What you should do
Exact transcription with no images: write out all of the entries below.

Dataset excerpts

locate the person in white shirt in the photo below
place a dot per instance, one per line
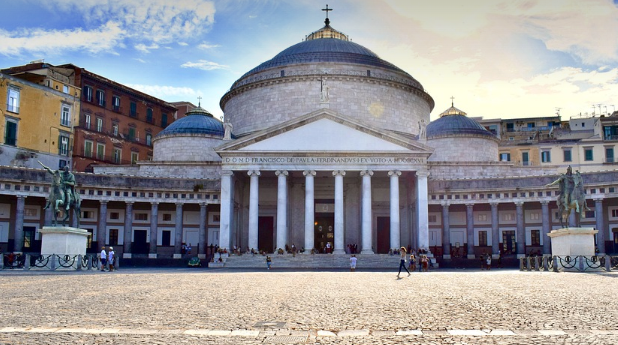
(111, 257)
(103, 258)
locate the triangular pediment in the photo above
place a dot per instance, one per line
(325, 131)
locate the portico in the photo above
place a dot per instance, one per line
(354, 184)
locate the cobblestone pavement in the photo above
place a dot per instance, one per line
(227, 307)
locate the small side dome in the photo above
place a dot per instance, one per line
(197, 121)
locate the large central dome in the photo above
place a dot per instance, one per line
(327, 70)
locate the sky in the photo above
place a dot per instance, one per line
(498, 59)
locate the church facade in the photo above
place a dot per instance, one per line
(325, 147)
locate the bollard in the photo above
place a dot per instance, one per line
(545, 264)
(555, 260)
(581, 262)
(521, 264)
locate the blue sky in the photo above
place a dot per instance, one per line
(507, 59)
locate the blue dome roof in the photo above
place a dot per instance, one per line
(453, 125)
(197, 121)
(325, 50)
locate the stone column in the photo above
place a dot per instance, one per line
(598, 214)
(19, 223)
(422, 205)
(521, 232)
(395, 220)
(49, 214)
(546, 220)
(338, 245)
(102, 232)
(495, 230)
(446, 233)
(367, 218)
(253, 208)
(128, 233)
(203, 233)
(470, 229)
(154, 222)
(225, 219)
(309, 210)
(178, 231)
(282, 207)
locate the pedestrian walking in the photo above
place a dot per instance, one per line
(353, 263)
(402, 261)
(103, 258)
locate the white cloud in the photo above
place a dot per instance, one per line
(104, 38)
(206, 46)
(163, 92)
(204, 65)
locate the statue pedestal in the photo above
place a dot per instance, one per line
(572, 242)
(63, 240)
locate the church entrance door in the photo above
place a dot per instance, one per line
(324, 232)
(265, 234)
(384, 235)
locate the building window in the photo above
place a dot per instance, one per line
(482, 238)
(63, 147)
(567, 155)
(101, 98)
(100, 151)
(609, 155)
(65, 117)
(88, 148)
(535, 237)
(116, 103)
(12, 101)
(588, 156)
(117, 155)
(113, 237)
(99, 124)
(88, 93)
(10, 133)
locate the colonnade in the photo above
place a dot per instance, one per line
(282, 200)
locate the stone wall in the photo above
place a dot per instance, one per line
(468, 149)
(378, 102)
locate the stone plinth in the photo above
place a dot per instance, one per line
(62, 240)
(573, 242)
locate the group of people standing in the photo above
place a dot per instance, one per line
(107, 259)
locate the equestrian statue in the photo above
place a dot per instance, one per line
(572, 196)
(62, 195)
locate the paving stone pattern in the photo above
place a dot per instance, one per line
(229, 307)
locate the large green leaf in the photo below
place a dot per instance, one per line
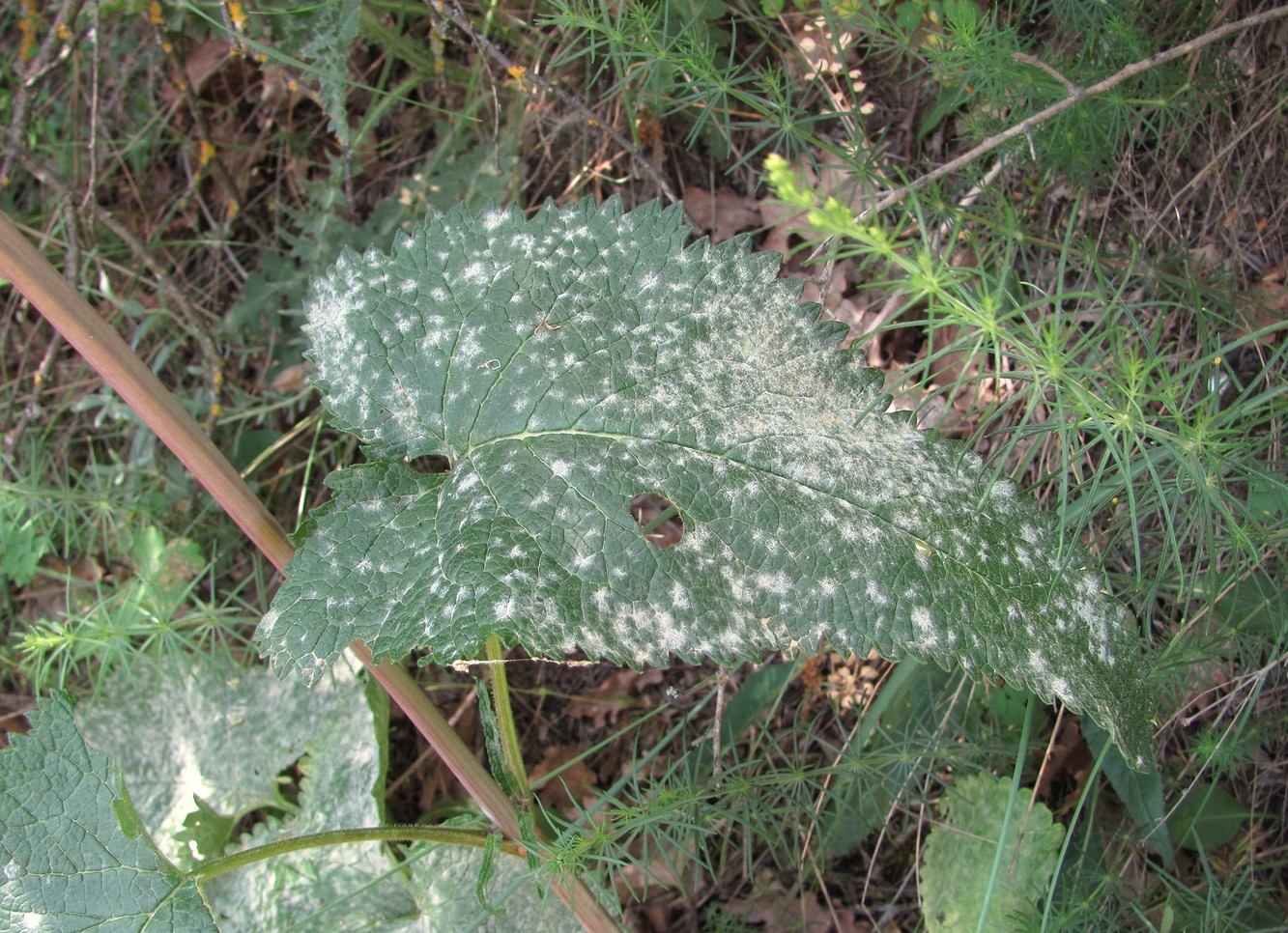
(568, 363)
(223, 738)
(74, 856)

Task result
locate the person in white shirt in the photo below
place a dot per instance, one per line
(111, 257)
(103, 258)
locate the triangular pediment in the photo above
place a dot per instance, one per line
(325, 131)
locate the portico in the photo above
place a dot per instance, one per line
(354, 184)
locate the cobblestone pavement in the photo above
place a dot per instance, one per line
(227, 307)
locate the small side dome in the photo above
place a dot per instance, one per line
(197, 121)
locate the large central dome in the photo above
place a dot per instance, one per line
(327, 70)
locate the sky in the photo above
place a dot per instance, one per line
(498, 59)
locate the church facade in the photo above
place a dot per instance, one per line
(325, 147)
locate the bollard in the photo above
place a dot per instance, one per line
(545, 264)
(555, 260)
(581, 262)
(521, 264)
locate the blue sky in the photo above
place a dot per instance, one per line
(507, 59)
locate the blue dome roof in the photo above
place a dot per instance, one per line
(453, 125)
(197, 121)
(325, 50)
locate the stone column in the photo above
place a dot per instance, one per line
(598, 214)
(19, 223)
(422, 205)
(521, 232)
(395, 220)
(49, 214)
(546, 220)
(338, 245)
(102, 232)
(495, 230)
(446, 233)
(367, 218)
(253, 208)
(128, 233)
(203, 233)
(470, 229)
(154, 222)
(225, 219)
(309, 210)
(178, 231)
(282, 207)
locate the pedestrian walking in the photo above
place a dot per instance, one per line
(353, 263)
(402, 261)
(103, 258)
locate the white cloud in the photo above
place a dot per instance, one per line
(104, 38)
(206, 46)
(163, 92)
(204, 65)
locate the statue pedestal in the photo above
place a dot per instance, one per line
(572, 242)
(63, 240)
locate the church entrance door in the photo above
place a dot per instance, one per line
(324, 232)
(265, 234)
(384, 235)
locate the building window in the photo above
place a dot per instance, one per line
(482, 238)
(63, 147)
(567, 155)
(101, 98)
(100, 151)
(609, 155)
(65, 117)
(88, 148)
(535, 237)
(116, 103)
(12, 101)
(588, 156)
(117, 155)
(113, 237)
(99, 124)
(88, 93)
(10, 133)
locate the colonnade in the photo above
place a dot per instance, one per line
(282, 200)
locate the stone wall in the photo above
place a dot per instance, one per line
(468, 149)
(378, 102)
locate the stone plinth in the photo above
place a dot per instance, one per line
(62, 240)
(573, 242)
locate the group of people standing in the photo above
place a dot per instance, one per line
(107, 259)
locate the equestrian statue in the photo above
place a dot per instance, one per line
(572, 196)
(62, 195)
locate the paving stone pattern in the photo above
place a dot per instance, one per line
(229, 307)
locate the large green leaf in the photo below
place a dot per instance, one per line
(568, 363)
(223, 738)
(74, 856)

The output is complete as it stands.